EXERCISE SET
**1)** List every Bible passage that the article on judgment cites by chapter and verse, naming each one only once.
**2)** In the article on judgment, why does God warn the youth to choose his joys with the consequences in mind?
**3)** Which department of THE OUTLOOK does the article on judgment say Miss Timmer is in charge of?

Miss Johanna Timmer, A.M., has served as Dean of Women at Calvin College, as a member of the faculty of the Reformed Bible Institute (now the Reformed Bible College) and as a Christian school principal. Since her retirement she has been active as a Bible study leader for women‘s societies. Miss Timmer is in charge of THE OUTLOOK‘S department, Reformed Women Speak. She lives at 78 West 26th St., Holland, Michigan. The words of the title of her article are taken from Ecclesiastes 11:9.
There is judgment to come. Of that we can be sure. Judgments are also here even now. God’s judgments are in the earth (Ps. 105:7). God’s judgments are altogether true and righteous (Ps. 19:9). We can be sure that one day we must all appear before the judgment seat of Christ (II Cor. 5:10). It has been appointed for man once to die and after that the judgment (Heb. 9:27). His judgments will be true and righteous.
In Ecclesiastes the young man is told to rejoice in his youth, to let his heart cheer him in the days of his youth, to walk in the ways of his heart and in the sight of his eyes. If we read no further, we would think all this to mean, “Go ahead, enjoy yourselves by doing as you please.” We must read on, however; we may not stop there. When we do read on we discover that the youth is warned to know that for all these things God will bring him into judgment (Eccles. 11:9). I do not thInk that God is here throwing cold water on the joys of youth, but He warns the youth to select his joys conscious of consequences, because judgment is coming. God will bring him to account for his choices, as He will everyone of us, old and young.
“For all these things God will bring you into judgment.” When reading these words again recently, the phrase “for all these things” kept recurring to my mind. It may seem strange to you that this happened to me in connection with my being disturbed by the trend of the AACS (Association for the Advancement of Christian Scholarship). For all thesethings, strange things, un–Reformed things, God will bring you, AACS‘ers, into judgment.

EXTRACTED DATA
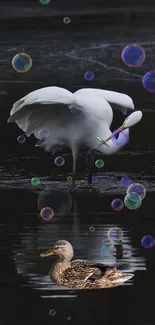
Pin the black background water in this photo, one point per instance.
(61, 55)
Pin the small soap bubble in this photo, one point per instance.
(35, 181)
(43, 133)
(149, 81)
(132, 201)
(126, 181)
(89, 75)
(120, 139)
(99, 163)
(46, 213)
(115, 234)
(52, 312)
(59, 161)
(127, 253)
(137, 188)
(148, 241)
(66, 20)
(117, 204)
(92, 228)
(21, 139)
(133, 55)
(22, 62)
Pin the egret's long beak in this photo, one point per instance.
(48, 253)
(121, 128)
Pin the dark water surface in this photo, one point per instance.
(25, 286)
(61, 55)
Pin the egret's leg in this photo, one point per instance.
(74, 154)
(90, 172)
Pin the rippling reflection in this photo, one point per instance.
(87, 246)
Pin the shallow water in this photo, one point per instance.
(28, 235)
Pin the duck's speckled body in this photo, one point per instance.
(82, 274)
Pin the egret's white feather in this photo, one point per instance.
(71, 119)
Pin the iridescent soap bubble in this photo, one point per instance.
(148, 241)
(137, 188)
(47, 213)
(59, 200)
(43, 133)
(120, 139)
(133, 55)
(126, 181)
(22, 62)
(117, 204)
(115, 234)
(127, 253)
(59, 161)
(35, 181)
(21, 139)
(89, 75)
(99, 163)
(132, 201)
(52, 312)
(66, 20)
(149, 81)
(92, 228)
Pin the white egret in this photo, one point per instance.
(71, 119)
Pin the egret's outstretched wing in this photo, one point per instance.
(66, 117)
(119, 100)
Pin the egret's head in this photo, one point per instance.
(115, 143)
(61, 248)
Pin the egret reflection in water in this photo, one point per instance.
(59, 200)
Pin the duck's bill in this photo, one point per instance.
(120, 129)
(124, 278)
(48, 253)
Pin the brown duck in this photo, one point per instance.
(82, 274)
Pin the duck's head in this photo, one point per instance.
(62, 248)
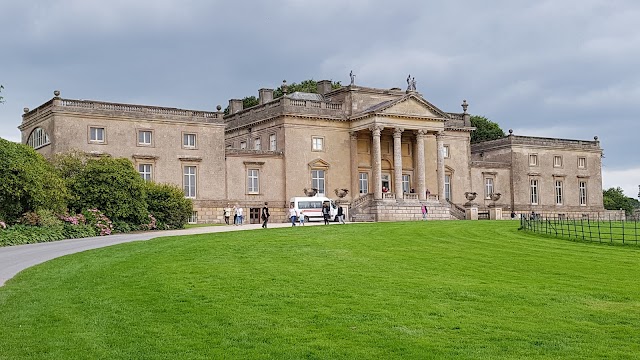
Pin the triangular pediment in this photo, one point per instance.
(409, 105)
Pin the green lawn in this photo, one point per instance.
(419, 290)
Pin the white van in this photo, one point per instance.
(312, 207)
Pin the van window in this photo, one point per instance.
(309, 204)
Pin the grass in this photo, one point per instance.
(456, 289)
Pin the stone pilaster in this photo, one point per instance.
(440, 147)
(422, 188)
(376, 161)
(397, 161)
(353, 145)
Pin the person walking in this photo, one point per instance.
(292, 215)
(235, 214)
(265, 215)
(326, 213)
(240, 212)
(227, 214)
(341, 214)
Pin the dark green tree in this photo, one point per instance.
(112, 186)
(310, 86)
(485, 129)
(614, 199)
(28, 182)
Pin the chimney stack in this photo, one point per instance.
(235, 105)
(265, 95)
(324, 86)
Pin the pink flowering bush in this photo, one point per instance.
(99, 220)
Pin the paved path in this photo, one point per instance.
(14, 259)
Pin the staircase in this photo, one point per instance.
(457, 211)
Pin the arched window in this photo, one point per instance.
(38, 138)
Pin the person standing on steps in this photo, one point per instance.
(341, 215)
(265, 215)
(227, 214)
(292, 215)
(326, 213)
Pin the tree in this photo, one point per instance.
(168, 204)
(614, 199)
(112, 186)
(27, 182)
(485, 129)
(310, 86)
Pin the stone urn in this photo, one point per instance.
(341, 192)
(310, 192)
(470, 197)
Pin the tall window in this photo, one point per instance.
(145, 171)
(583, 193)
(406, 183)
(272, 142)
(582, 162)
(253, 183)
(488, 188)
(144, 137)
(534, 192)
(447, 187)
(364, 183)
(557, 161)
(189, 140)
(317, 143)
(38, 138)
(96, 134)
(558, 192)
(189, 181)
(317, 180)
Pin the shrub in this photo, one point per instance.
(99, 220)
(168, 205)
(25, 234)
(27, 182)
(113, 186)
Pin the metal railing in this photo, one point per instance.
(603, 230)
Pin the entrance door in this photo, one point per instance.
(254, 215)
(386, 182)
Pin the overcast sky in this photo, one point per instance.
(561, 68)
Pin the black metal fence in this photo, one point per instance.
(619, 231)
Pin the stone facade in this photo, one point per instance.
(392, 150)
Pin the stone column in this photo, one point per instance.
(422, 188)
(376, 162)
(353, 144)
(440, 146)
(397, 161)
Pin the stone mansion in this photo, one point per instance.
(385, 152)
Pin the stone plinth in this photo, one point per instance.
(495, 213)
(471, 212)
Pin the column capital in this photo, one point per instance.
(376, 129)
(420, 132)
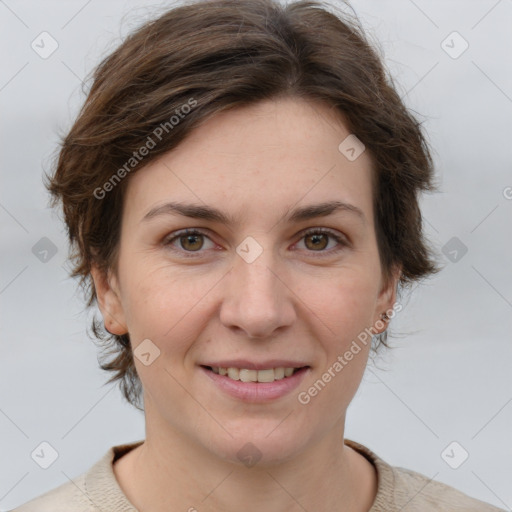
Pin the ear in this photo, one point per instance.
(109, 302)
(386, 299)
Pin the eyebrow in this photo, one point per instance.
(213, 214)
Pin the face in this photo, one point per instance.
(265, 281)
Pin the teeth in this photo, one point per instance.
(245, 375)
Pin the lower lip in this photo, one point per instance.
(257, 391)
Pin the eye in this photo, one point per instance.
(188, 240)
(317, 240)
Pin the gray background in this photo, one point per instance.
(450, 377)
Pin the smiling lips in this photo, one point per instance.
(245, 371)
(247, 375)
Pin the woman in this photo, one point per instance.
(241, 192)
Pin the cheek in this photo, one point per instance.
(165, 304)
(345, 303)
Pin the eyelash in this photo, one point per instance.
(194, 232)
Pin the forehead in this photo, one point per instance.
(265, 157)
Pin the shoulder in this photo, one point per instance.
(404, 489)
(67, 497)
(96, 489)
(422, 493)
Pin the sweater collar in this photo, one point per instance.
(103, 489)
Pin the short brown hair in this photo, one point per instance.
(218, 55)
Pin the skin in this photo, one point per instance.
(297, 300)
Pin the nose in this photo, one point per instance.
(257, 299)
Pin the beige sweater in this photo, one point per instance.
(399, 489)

SOLUTIONS BY TASK
**1)**
Ecclesiastes 11:9
Psalm 105:7
Psalm 19:9
II Corinthians 5:10
Hebrews 9:27

**2)** He warns the youth because judgment is coming. God will bring him to account for his choices, as He will everyone, old and young.

**3)** She is in charge of Reformed Women Speak.